— Required actions —
1 - Answer these questions from the passage on social partnership:
(a) On what do traditional conceptions of neo-corporatism seem premised?
(b) Which kind of partnership is called unlikely to solve the complex and diverse problems that citizens confront?
(c) In which country is social partnership described as developing?
2 - Rename "social partners" to "employer and union bodies" in the passage on social partnership, and write out the text between "a new fusion" and "the same extent.", inclusive.

— Page extract —
We are also witnessing an historical shift in the role of the center and national government. The complexity, volatility and diversity of economic and social problems, and of social groups, is undermining the ability of central government to allocate resources, direct the operation of departments and agencies, and administer complex systems of delivery and scrutiny. These traditional center roles are being replaced by new ones: policy entrepreneurship, obliging and assisting monitoring, facilitating communication and joint action between social interests, protection of the non-statutory organizations that now have responsibility in many policy spheres, and supporting interest group formation. Traditional conceptions of neo-corporatism seem premised on an outdated view of the power, autonomy and effectiveness of central government.

The relationship between policy making, implementation and monitoring is changing, in ways which place monitoring, of a new sort, at the center of policy development.  For a variety of reasons, national-level partnership, which focuses on national-level policy-making, is unlikely to solve the complex and diverse problems which citizens confront. What is required is examination of practical successes and failures, which is used to revise both the methods and goals of policy. This demands


a new fusion of policy-making, implementation and monitoring. If the institutional arrangements to achieve this can be found, it seems unlikely that the social partners will play their conventional neocorporatist role as representatives to the same extent.

This discussion of the nature and preconditions of social partnership, when combined with the three trends outlined above, provide a new view of social partnership as it is developing in Ireland. In particular, the categories and ideas found in earlier studies of classical North European neocorporatism seem inappropriate in understanding the Irish experiment. Indeed, it is possible that the Irish case might assist the formulation of a new concept of post-corporatist concertation, as it is emerging in several European countries.

— Dataset extract —
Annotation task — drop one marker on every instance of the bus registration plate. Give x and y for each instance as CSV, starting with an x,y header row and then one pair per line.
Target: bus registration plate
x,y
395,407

— Expected outputs —
1 -
(a) An outdated view of the power, autonomy and effectiveness of central government.
(b) National-level partnership, which focuses on national-level policy-making.
(c) Ireland.

2 -
a new fusion of policy-making, implementation and monitoring. If the institutional arrangements to achieve this can be found, it seems unlikely that the employer and union bodies will play their conventional neocorporatist role as representatives to the same extent.